START Records to process
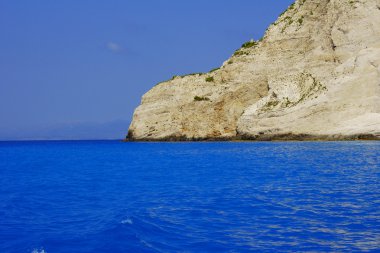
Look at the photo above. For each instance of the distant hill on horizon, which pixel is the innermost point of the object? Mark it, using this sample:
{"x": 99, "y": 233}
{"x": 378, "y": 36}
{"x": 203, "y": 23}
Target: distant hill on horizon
{"x": 69, "y": 131}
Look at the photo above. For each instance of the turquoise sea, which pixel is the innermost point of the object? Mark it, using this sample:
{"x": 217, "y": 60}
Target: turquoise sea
{"x": 111, "y": 196}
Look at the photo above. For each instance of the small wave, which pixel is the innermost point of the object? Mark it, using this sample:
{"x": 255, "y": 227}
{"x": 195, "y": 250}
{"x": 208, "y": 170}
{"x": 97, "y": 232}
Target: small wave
{"x": 39, "y": 251}
{"x": 127, "y": 221}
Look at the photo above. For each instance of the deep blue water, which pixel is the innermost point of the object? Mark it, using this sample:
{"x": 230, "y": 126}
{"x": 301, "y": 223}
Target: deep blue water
{"x": 189, "y": 197}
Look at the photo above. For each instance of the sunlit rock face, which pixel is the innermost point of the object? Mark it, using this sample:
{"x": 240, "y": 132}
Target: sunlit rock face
{"x": 314, "y": 75}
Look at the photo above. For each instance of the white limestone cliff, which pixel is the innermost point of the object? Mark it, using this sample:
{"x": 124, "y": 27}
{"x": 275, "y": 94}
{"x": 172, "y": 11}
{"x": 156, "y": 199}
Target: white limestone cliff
{"x": 314, "y": 75}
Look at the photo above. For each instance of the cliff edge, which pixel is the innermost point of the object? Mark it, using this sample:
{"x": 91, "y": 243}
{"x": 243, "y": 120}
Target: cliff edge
{"x": 314, "y": 75}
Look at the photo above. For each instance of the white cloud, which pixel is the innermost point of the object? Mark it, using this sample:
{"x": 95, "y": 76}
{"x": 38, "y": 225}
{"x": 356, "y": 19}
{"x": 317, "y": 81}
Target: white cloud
{"x": 114, "y": 47}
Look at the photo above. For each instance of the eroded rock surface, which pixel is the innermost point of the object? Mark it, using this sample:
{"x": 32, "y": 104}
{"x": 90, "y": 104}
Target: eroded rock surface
{"x": 314, "y": 75}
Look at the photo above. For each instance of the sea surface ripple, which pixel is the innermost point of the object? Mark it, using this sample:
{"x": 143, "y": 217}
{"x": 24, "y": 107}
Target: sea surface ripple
{"x": 109, "y": 196}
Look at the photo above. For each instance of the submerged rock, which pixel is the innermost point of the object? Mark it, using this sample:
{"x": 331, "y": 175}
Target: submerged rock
{"x": 314, "y": 75}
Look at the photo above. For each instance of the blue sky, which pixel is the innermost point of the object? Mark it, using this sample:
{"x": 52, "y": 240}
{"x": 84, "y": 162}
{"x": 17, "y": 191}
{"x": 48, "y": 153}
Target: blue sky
{"x": 72, "y": 62}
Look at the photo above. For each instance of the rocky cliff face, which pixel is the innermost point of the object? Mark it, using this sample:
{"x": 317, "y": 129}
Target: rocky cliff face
{"x": 314, "y": 75}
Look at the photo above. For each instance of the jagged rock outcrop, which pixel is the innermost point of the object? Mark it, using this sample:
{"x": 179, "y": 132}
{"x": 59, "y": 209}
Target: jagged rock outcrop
{"x": 314, "y": 75}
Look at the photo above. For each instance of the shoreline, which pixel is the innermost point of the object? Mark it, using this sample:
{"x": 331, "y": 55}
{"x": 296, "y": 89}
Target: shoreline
{"x": 262, "y": 138}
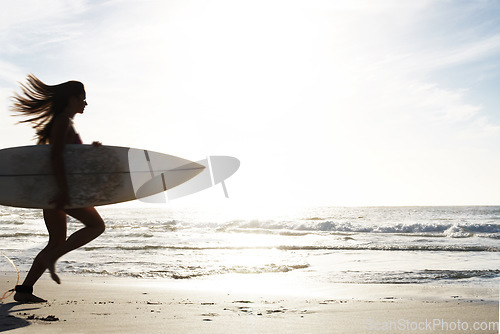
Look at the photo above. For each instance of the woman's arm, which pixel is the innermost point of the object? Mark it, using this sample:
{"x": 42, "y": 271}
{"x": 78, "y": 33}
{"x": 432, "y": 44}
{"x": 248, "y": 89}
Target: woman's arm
{"x": 58, "y": 137}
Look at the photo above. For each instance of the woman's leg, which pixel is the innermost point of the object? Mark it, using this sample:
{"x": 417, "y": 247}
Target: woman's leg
{"x": 59, "y": 245}
{"x": 55, "y": 221}
{"x": 94, "y": 226}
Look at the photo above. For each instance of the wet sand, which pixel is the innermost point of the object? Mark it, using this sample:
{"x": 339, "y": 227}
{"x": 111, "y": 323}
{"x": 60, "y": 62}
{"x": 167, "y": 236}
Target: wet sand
{"x": 246, "y": 304}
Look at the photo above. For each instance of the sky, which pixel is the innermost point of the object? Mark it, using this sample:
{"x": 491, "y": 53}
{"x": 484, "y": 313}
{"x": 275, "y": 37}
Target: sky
{"x": 327, "y": 102}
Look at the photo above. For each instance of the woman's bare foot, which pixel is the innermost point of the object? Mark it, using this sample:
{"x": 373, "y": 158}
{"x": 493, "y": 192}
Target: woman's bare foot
{"x": 24, "y": 297}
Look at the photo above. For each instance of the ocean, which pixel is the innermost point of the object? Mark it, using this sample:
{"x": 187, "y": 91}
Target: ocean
{"x": 425, "y": 245}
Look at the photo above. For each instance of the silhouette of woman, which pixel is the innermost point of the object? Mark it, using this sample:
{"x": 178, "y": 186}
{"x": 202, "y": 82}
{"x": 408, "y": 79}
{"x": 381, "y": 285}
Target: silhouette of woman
{"x": 50, "y": 110}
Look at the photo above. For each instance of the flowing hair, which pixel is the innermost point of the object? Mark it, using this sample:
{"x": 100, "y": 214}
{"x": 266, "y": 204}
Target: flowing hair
{"x": 40, "y": 103}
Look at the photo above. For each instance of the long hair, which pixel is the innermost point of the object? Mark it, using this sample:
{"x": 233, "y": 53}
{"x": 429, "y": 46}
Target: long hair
{"x": 40, "y": 103}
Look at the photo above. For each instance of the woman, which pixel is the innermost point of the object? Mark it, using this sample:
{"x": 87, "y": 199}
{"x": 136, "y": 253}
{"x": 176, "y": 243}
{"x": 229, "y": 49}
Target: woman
{"x": 51, "y": 109}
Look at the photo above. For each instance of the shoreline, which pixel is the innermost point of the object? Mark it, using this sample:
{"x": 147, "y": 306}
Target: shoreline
{"x": 245, "y": 303}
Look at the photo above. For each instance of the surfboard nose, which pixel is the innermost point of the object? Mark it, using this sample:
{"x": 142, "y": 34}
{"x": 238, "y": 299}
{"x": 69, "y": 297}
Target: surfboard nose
{"x": 217, "y": 169}
{"x": 223, "y": 167}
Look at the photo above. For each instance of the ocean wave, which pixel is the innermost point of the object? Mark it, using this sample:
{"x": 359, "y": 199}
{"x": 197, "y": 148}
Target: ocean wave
{"x": 189, "y": 272}
{"x": 339, "y": 247}
{"x": 438, "y": 229}
{"x": 410, "y": 277}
END Records to process
Work task
Transcribe the records above exactly, omitting every picture they contain.

Solution to this exercise
Look at the photo above. For each instance of the distant hill on horizon, which pixel is the innermost point of the object? Mark it, using this sample:
{"x": 99, "y": 233}
{"x": 378, "y": 36}
{"x": 203, "y": 23}
Target: distant hill on horizon
{"x": 69, "y": 131}
Look at the photo above. For each instance of the turquoise sea, which pixel is the innermost point of the object? Mark it, using this sample:
{"x": 217, "y": 60}
Target: turquoise sea
{"x": 111, "y": 196}
Look at the photo above. For each instance of the small wave, which pixel is the innermost point of the object? Mark it, using this sample:
{"x": 255, "y": 227}
{"x": 195, "y": 250}
{"x": 208, "y": 170}
{"x": 97, "y": 232}
Target: small wave
{"x": 39, "y": 251}
{"x": 127, "y": 221}
Look at the photo above. For each instance of the deep blue water, which pixel is the innermost point of the object? Mark it, using this sample:
{"x": 230, "y": 126}
{"x": 301, "y": 223}
Target: deep blue water
{"x": 189, "y": 197}
Look at the photo above. For each instance of the sunlit rock face, which pixel is the innermost point of the object? Mark it, using this sample:
{"x": 240, "y": 132}
Target: sunlit rock face
{"x": 314, "y": 75}
Look at the photo above. For each instance of the white limestone cliff, which pixel is the innermost point of the object? Mark it, using this sample:
{"x": 124, "y": 27}
{"x": 275, "y": 94}
{"x": 172, "y": 11}
{"x": 156, "y": 199}
Target: white limestone cliff
{"x": 314, "y": 75}
Look at the photo above. For each instance of the cliff edge, which pixel is the innermost point of the object? Mark it, using this sample:
{"x": 91, "y": 243}
{"x": 243, "y": 120}
Target: cliff edge
{"x": 314, "y": 75}
Look at the photo above. For each instance of the white cloud, which pixel is the innermost point of the object? Mark it, using this sample:
{"x": 95, "y": 76}
{"x": 38, "y": 225}
{"x": 356, "y": 19}
{"x": 317, "y": 81}
Target: white cloud
{"x": 114, "y": 47}
Look at the photo above. For each instance of the eroded rock surface, which pixel is the innermost point of the object? Mark it, using this sample:
{"x": 32, "y": 104}
{"x": 90, "y": 104}
Target: eroded rock surface
{"x": 314, "y": 75}
Look at the photo above. For each instance of the sea surface ripple, which pixel is the innermost point of the object? Mark it, using this sample:
{"x": 143, "y": 217}
{"x": 24, "y": 107}
Target: sea surface ripple
{"x": 109, "y": 196}
Look at the photo above. For each instance of the submerged rock, which pixel is the innermost point of the object? Mark it, using this sample:
{"x": 331, "y": 175}
Target: submerged rock
{"x": 314, "y": 75}
Look at the photo above. For each instance of the blue sky, which pixel is the innermost point of the object? Mark it, using this sample:
{"x": 52, "y": 240}
{"x": 84, "y": 162}
{"x": 17, "y": 191}
{"x": 48, "y": 153}
Target: blue sky
{"x": 72, "y": 62}
Look at the photo above. For each instance of the rocky cliff face, which pixel is the innermost point of the object? Mark it, using this sample:
{"x": 317, "y": 129}
Target: rocky cliff face
{"x": 314, "y": 75}
Look at the photo above. For each instance of the jagged rock outcrop, which pixel is the innermost point of the object? Mark it, using this sample:
{"x": 179, "y": 132}
{"x": 59, "y": 209}
Target: jagged rock outcrop
{"x": 314, "y": 75}
Look at the photo above. For each instance of the shoreline, which pixel is the innermost point of the object? Mark it, using this sample:
{"x": 331, "y": 55}
{"x": 296, "y": 89}
Target: shoreline
{"x": 262, "y": 138}
Look at the photo above. For each instance of the woman's arm, which pixel is the innermost point of the object? Mark it, using this sample:
{"x": 42, "y": 271}
{"x": 78, "y": 33}
{"x": 432, "y": 44}
{"x": 248, "y": 89}
Target: woman's arm
{"x": 58, "y": 137}
Look at the photo above. For each instance of the woman's leg, which pixel is the innermost point of the object? Mark it, using this sample:
{"x": 417, "y": 247}
Target: woman's leg
{"x": 59, "y": 245}
{"x": 55, "y": 221}
{"x": 94, "y": 226}
Look at the photo above. For each instance of the wet sand, which pixel is the innermost point of the object? Mark it, using this sample:
{"x": 339, "y": 227}
{"x": 111, "y": 323}
{"x": 60, "y": 62}
{"x": 167, "y": 236}
Target: wet sand
{"x": 246, "y": 304}
Look at the photo above. For each instance of the sky, which pixel is the innermost point of the object? Mark it, using this sample:
{"x": 491, "y": 53}
{"x": 484, "y": 313}
{"x": 275, "y": 37}
Target: sky
{"x": 327, "y": 102}
Look at the photo above. For each instance of the woman's bare foot, which pixel is the innermost point of the object? Mark it, using this sample:
{"x": 373, "y": 158}
{"x": 493, "y": 192}
Target: woman's bare foot
{"x": 24, "y": 297}
Look at the photo above. For each instance of the ocean, which pixel is the innermost point of the object? Mark it, using this sample:
{"x": 187, "y": 91}
Target: ocean
{"x": 425, "y": 245}
Look at the photo above. For each instance of the silhouette of woman, which pixel is the innermost point of the object? Mark it, using this sample:
{"x": 178, "y": 186}
{"x": 202, "y": 82}
{"x": 408, "y": 79}
{"x": 381, "y": 285}
Target: silhouette of woman
{"x": 50, "y": 110}
Look at the photo above. For each instance of the flowing hair, which pixel is the innermost point of the object? Mark it, using this sample:
{"x": 100, "y": 214}
{"x": 266, "y": 204}
Target: flowing hair
{"x": 40, "y": 103}
Look at the photo above. For each instance of the long hair, which pixel is the innermost point of the object? Mark it, using this sample:
{"x": 233, "y": 53}
{"x": 429, "y": 46}
Target: long hair
{"x": 40, "y": 103}
Look at the photo above. For each instance of the woman, which pixel is the innermost point of the object? Mark it, using this sample:
{"x": 87, "y": 199}
{"x": 136, "y": 253}
{"x": 176, "y": 243}
{"x": 229, "y": 49}
Target: woman
{"x": 51, "y": 109}
Look at the photo above. For each instance of the shoreline, which pixel is the innermost point of the object? Mark it, using this sample:
{"x": 147, "y": 306}
Target: shoreline
{"x": 245, "y": 303}
Look at the photo above. For each instance of the surfboard nose, which pixel is the innermost point of the object? Mark it, using this sample:
{"x": 142, "y": 34}
{"x": 238, "y": 299}
{"x": 69, "y": 297}
Target: surfboard nose
{"x": 217, "y": 169}
{"x": 223, "y": 167}
Look at the photo above. For each instance of the ocean wave, which pixel is the innermost point of the object? Mark it, using this sample:
{"x": 359, "y": 199}
{"x": 197, "y": 148}
Target: ocean wave
{"x": 189, "y": 272}
{"x": 339, "y": 247}
{"x": 438, "y": 229}
{"x": 410, "y": 277}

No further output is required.